Reeses News Items from Local Newspapers

Source:  The Charlotte Gazette, Drakes Branch, VA., Thursday, April 26, 1928.
Submitted By:  Bea Adams King

Reeses Community League held its adjourned meeting April 17th with a large attendance. The secretary reported $72.65 spent on the improvement of the schol during the school year 1927-28.  The following equipments were added:
100 books for library, 3 lamps
1 chart for primary room
1 globe for grammar grade room 
Seats for auditorium
Window guards put on windows
Locks and bolts put on doors
This league, those small in number, is doing splendid work in behalf of the school and welfare of the community.

Reeses school closed April 18th, 1928, having made a very good average for the term.  The following pupils did not miss a single day: Louise Newton, Marion Dunn, Elsie Hall, Neva Garnett, Dorothy Tuck, Irene Hall, Virginia Green, Cloyce Comstock and Harold Tuck.
We hope these pupils will continue this record on through their school days.  Prize are awarded these pupils.
Mr. and Mrs. J.H. Newton entertained a number of friends last Wednesday night, April 18th, in honor of their guest, Miss Maggie Layne.
Miss Layne returned to her home Thursday, accompanied by Miss Louise Newton.  She will be missed during the summer months, but we hope to have her back with us again in the fall.
Mr. and Mrs. J.H. Newton and daughter, spent the week end with relatives near LaCrosse.  They stopped over in Chase City a while to see friends there.
Mr. Overby is conducting a Mission Study Class at New Hope church every Thursday night, which is enjoyed by those attending.
The Ladies Aid Society of New Hope church will have its regular monthly meeting at New Hope church Thursday afternoon at 3:30 P.M.  Your presence is desired.

> Excerpted records:
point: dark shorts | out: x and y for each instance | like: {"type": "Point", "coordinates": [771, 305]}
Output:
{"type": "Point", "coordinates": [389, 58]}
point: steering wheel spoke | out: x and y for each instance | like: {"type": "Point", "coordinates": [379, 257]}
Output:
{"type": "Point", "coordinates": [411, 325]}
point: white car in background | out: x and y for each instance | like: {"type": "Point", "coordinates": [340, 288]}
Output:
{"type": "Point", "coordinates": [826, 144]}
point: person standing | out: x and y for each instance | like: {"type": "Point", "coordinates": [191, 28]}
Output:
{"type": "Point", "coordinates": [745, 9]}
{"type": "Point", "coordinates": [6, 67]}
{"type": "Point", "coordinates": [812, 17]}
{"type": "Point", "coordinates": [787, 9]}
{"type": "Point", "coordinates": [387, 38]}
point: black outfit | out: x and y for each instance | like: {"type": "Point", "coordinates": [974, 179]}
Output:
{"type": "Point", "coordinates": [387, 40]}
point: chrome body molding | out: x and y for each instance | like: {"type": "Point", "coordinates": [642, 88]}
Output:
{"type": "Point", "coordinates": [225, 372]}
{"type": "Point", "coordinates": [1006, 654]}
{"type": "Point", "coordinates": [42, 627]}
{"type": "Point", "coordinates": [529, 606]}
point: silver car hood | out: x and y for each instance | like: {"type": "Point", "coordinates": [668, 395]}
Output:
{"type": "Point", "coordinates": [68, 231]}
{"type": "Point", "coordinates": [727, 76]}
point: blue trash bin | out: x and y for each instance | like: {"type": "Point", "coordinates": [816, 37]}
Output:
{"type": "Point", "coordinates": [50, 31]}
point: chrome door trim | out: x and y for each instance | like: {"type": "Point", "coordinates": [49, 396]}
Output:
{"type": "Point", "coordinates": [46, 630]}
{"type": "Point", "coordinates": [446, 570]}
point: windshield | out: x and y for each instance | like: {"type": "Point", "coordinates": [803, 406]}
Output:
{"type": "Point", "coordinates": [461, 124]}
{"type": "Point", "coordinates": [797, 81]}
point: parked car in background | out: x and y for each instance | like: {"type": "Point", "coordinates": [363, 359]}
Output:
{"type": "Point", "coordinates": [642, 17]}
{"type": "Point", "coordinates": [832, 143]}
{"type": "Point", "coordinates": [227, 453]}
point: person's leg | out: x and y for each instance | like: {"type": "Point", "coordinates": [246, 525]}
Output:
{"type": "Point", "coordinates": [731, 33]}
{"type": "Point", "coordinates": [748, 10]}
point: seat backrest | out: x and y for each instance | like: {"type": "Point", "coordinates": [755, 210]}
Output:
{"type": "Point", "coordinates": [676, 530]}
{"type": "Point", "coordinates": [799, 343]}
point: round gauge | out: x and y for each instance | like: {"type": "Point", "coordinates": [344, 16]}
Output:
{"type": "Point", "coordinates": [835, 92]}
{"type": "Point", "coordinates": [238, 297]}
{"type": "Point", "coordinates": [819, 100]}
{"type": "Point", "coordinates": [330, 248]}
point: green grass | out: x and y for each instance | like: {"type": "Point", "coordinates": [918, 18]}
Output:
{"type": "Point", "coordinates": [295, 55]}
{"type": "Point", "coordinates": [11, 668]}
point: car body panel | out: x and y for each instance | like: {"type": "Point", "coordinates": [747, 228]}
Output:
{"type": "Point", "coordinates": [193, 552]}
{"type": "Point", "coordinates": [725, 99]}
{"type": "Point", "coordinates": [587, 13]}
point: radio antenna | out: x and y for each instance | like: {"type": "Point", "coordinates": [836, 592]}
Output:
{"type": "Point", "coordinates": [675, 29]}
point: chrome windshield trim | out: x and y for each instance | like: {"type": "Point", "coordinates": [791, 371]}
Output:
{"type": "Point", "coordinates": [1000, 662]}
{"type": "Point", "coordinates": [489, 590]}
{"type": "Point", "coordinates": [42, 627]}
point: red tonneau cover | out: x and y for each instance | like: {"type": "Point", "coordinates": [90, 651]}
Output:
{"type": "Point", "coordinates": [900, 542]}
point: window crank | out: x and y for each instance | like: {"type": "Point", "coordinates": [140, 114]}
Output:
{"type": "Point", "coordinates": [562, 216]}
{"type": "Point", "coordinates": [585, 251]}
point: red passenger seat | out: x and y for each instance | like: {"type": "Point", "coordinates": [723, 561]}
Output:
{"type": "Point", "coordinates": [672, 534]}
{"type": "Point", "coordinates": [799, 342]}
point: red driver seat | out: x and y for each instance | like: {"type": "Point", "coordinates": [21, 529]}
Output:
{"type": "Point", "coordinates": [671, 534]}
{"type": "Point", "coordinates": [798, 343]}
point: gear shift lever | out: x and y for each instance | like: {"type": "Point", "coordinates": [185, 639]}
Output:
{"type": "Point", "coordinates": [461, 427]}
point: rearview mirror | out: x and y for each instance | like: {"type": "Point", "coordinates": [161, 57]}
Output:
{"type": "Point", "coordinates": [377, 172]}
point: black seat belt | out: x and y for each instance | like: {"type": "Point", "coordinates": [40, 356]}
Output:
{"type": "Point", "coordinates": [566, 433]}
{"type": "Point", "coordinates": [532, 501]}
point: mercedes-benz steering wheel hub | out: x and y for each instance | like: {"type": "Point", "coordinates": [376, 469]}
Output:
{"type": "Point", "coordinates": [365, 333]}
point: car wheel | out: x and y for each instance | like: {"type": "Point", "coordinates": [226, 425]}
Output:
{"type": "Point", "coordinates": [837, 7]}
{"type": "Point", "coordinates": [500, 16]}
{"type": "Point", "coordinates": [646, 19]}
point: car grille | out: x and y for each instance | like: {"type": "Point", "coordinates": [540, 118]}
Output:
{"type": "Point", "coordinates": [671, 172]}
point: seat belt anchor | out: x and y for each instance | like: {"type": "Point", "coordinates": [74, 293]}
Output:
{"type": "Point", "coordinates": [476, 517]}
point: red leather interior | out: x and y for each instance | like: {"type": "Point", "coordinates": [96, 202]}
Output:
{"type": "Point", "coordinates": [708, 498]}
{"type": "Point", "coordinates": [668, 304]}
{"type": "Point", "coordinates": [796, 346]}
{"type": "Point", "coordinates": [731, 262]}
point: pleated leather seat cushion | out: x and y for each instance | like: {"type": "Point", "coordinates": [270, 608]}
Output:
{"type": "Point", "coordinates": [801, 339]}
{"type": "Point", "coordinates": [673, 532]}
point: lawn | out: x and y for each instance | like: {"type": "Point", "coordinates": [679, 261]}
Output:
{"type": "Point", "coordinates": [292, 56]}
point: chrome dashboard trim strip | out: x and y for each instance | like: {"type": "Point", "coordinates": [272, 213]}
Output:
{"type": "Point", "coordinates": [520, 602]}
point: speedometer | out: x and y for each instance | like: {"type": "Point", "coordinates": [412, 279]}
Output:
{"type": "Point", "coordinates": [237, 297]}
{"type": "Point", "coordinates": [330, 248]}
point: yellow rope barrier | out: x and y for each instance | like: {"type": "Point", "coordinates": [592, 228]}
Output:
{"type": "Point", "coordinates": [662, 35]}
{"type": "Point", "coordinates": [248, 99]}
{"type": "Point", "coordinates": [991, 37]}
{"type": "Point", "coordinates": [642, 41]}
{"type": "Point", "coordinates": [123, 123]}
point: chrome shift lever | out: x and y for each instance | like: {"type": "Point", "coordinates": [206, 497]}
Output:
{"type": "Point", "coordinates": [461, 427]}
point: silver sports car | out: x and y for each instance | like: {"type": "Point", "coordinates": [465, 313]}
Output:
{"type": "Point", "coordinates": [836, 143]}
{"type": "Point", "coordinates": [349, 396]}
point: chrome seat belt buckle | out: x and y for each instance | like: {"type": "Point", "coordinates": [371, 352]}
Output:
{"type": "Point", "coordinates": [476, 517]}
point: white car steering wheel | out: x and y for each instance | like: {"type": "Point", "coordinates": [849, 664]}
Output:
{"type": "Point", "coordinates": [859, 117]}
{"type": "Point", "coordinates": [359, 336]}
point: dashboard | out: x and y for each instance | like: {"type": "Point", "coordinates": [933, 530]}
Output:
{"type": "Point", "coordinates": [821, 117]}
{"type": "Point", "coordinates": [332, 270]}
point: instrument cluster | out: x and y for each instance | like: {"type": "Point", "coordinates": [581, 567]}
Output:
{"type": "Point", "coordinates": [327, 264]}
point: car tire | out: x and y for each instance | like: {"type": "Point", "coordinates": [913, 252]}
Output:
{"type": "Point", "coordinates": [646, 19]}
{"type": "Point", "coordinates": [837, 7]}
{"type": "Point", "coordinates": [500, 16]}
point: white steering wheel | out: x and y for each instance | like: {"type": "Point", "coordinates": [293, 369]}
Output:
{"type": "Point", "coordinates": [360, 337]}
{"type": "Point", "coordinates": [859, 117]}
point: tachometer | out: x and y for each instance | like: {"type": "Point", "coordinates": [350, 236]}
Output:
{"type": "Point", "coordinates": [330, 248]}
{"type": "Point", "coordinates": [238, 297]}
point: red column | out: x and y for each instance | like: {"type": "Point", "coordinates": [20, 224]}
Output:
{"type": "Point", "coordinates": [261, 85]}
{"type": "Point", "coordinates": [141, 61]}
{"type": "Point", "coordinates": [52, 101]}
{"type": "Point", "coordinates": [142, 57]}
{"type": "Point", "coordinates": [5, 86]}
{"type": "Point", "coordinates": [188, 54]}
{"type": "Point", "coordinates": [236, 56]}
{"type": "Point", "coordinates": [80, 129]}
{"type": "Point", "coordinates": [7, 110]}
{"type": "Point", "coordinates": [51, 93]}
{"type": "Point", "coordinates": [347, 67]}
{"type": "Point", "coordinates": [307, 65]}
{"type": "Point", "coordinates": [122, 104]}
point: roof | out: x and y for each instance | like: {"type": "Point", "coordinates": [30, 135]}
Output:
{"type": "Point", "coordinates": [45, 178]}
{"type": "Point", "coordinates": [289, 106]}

> Given request 1: Reproduce verbatim the part of the Reeses news items that opens with the words containing "Mr. Overby is" and closes with "presence is desired.".
> Given request 2: According to the Reeses news items, on what date did Reeses school close?
> Given request 3: Write the next part of the Reeses news items, starting after the last sentence shown.

> Reply 1:
Mr. Overby is conducting a Mission Study Class at New Hope church every Thursday night, which is enjoyed by those attending.
The Ladies Aid Society of New Hope church will have its regular monthly meeting at New Hope church Thursday afternoon at 3:30 P.M.  Your presence is desired.

> Reply 2: April 18th, 1928.

> Reply 3:
Sunday is a good day to start to attend Sunday school.
We are glad to report Mrs. W.A. Garnett improving.
We are very sorry to report Mr. Z.R. Goode continues on the sick list.
Mr. and Mrs. L.P. Garnett and family spent Sunday with Mrs. Garnett's mother at Crystal Hill.
Mr. and Mrs. C.P. Robey entertained a number of friends and relatives in their home on the 22nd of April.

Source:  The Charlotte Gazette, Drakes Branch, VA., Thursday, April 12, 1928.
Submitted By:  Bea Adams King

The faculty and pupils of Reese's School gave an Easter egg hunt on Friday afternoon, at the school, which was enjoyed by all present. Three hundred eggs were hidden.  Prizes were awarded Miss Margaret Garnett and Master Sidney Shuford for finding the most eggs.
Miss Maggie Layne, the primary teacher, spent Easter at her home.
Mr. and Mrs. J.H. Newton and daughter Louise spent the week end with relatives in Chase City.
Mr. and Mrs. L.P. Garnett and family spent Easter with relatives at Crystal Hill.
We regret very much that Mrs. W.A. Garnett and Miss Aline Tharp continue on the sick list but we wish for them a speedy recovery.
Mr. and Mrs. Dave Nichols entertained a number of young people Monday afternoon with an egg hunt all reporting a fine time.
Rev. E.L. Overby preached an inspiring sermon Sunday to an appreciative audience.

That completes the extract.